▶ **Extract provided**

╭──

On return from Oregon he was a co-author and director of a DTI/HP sponsored research programme called Mobile Bristol that engaged participants from across the creative and IT industries, universities, educationalists, schoolchildren and members of the public.
Alex Fleetwood
Alex Fleetwood is a producer and director of Hide and Seek Productions. Alex founded Hide and Seek, the UK's first festival of social games and playful experiences, in 2007. This year the festival played to over 3000 people at the Southbank Centre and featured an international line-up of artists. As well as Hide and Seek, Alex has produced projects including The Eternity Man, a film opera for Channel 4, and The Soho Project, an ARG for the London Games Festival. http://www.hideandseekfest.co.uk/
Kate Woodall
Exhibition Project Manager, Historic Royal Palaces.
An art historian by training, the first 15 years of my working life was spent as a curator of contemporary art breaking down the boundaries that visitors associate with the words contemporary and art. For the last three years I've worked with Historic Royal Palaces.
Working within the Interpretation Team, my key aim is to provide innovative 'ways in' for visitors to engage with the amazing stories and spaces that abound the five palaces we look after - HM Tower Of London; Hampton Court Palace; Banqueting House, Whitehall; Kensington Palace and Kew Palace.
Such 'ways in' have included a permanent presentation at Hampton Court Palace which employs the three protagonists of the story - Young Henry VIII, his queen, Katherine of Aragon and Cardinal Wolsey in surprisingly contemporary and emotionally engaging ways. Other projects have used technology to provide emotional access to spaces and stories for disabled visitors and for all visitors' access to spaces that no longer exist. One of my current projects is web based - here I have the opportunity of exploiting social networking sites and, hopefully, viral games to get the visitors excited and through our palace gates!
Duncan Speakman
Duncan Speakman is a Bristol based artist who creates work that physicaly and emotionally engages audiences in public spaces. He employs walking as both a process and/or outcome in the work. In recent years he has created pre-recorded audio walks, generative GPS-based experiences, live performance using locative media content, and games for public spaces.

╰──

▶ **What you are asked to do**
Write out the following part of the speaker biographies verbatim, starting at "An art historian" and ending at "and Kew Palace.".

▶ **Records supplied**
╭──

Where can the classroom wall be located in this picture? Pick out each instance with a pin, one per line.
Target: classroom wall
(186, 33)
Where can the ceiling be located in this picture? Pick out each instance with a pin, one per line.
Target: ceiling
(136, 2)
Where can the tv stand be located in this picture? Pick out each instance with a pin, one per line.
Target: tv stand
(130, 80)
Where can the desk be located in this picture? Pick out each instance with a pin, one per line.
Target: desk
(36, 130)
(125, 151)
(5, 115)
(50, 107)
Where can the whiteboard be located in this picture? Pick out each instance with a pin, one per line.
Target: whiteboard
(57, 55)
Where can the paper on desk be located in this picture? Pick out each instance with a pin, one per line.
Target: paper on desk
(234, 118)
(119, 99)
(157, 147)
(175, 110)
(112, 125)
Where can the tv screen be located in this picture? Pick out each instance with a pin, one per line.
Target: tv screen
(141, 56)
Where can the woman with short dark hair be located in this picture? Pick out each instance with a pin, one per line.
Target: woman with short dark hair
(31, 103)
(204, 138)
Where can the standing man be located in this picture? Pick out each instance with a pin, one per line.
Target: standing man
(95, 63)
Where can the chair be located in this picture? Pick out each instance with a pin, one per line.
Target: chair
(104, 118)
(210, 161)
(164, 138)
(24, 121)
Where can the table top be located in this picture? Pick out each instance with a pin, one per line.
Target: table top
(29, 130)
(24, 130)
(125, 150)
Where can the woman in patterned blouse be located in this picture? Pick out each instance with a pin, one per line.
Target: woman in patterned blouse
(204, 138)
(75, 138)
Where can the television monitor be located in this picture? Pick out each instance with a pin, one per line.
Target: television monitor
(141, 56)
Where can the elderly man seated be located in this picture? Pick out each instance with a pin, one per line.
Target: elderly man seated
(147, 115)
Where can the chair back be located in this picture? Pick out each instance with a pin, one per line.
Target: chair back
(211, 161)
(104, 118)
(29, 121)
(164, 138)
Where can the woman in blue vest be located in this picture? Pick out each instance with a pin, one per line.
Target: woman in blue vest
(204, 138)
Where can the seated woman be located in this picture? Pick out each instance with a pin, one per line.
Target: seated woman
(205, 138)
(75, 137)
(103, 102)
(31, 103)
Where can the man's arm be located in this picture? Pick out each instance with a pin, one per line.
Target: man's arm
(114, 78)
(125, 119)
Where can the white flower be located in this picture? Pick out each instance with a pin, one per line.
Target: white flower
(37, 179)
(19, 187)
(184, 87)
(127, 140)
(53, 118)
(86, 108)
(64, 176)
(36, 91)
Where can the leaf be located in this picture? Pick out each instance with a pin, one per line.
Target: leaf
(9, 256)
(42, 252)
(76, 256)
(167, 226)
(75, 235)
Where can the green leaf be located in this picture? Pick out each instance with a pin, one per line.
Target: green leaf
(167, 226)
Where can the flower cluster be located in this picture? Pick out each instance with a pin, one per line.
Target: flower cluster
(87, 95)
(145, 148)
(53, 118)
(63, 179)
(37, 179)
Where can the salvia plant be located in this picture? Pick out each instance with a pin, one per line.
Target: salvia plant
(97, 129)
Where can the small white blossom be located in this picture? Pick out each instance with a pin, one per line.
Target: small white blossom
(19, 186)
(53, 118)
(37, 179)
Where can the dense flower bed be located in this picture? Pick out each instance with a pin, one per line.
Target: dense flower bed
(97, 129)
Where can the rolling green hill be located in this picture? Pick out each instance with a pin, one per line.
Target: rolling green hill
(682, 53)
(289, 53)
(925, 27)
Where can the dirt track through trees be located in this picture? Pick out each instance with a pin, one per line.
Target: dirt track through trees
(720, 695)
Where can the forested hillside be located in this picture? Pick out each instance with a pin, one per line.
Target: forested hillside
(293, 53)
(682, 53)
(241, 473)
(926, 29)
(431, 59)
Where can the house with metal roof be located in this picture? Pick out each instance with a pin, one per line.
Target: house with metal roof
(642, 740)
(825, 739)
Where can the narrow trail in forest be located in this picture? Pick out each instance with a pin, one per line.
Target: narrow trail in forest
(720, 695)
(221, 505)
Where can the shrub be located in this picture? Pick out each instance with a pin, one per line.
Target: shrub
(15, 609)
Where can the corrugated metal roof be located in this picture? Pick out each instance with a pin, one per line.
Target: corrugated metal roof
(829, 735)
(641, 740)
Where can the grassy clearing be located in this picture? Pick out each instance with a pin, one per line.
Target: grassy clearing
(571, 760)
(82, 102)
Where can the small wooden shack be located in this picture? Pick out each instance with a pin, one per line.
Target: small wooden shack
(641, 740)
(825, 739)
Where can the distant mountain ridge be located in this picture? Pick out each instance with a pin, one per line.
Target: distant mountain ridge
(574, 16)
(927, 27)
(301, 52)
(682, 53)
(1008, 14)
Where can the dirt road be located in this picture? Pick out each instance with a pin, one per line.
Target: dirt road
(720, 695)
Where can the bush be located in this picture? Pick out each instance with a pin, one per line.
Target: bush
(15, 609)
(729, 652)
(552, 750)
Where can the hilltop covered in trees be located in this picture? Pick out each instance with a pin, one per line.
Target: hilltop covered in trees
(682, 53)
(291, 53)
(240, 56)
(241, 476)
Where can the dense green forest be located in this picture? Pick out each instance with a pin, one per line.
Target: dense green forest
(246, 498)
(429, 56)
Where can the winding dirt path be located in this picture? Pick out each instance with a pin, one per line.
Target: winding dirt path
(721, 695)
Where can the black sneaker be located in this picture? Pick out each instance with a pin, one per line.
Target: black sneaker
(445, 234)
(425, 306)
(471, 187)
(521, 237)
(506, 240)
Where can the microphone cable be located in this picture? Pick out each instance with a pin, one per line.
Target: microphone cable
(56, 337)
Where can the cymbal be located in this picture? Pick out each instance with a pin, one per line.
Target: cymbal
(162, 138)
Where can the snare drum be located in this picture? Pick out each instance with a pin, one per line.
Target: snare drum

╰──

▶ **Reply**
An art historian by training, the first 15 years of my working life was spent as a curator of contemporary art breaking down the boundaries that visitors associate with the words contemporary and art. For the last three years I've worked with Historic Royal Palaces.
Working within the Interpretation Team, my key aim is to provide innovative 'ways in' for visitors to engage with the amazing stories and spaces that abound the five palaces we look after - HM Tower Of London; Hampton Court Palace; Banqueting House, Whitehall; Kensington Palace and Kew Palace.